THE TASK:
The records below should be set down in full, please, without any change.

MATERIAL PROVIDED:
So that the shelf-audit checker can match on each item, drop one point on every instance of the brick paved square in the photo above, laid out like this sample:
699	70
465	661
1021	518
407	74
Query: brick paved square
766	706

RESULT:
So that the shelf-audit checker can match on each item, drop one point on every instance of the brick paved square in the photo above, laid out like this sample:
699	70
465	661
1021	518
407	74
Query: brick paved square
766	706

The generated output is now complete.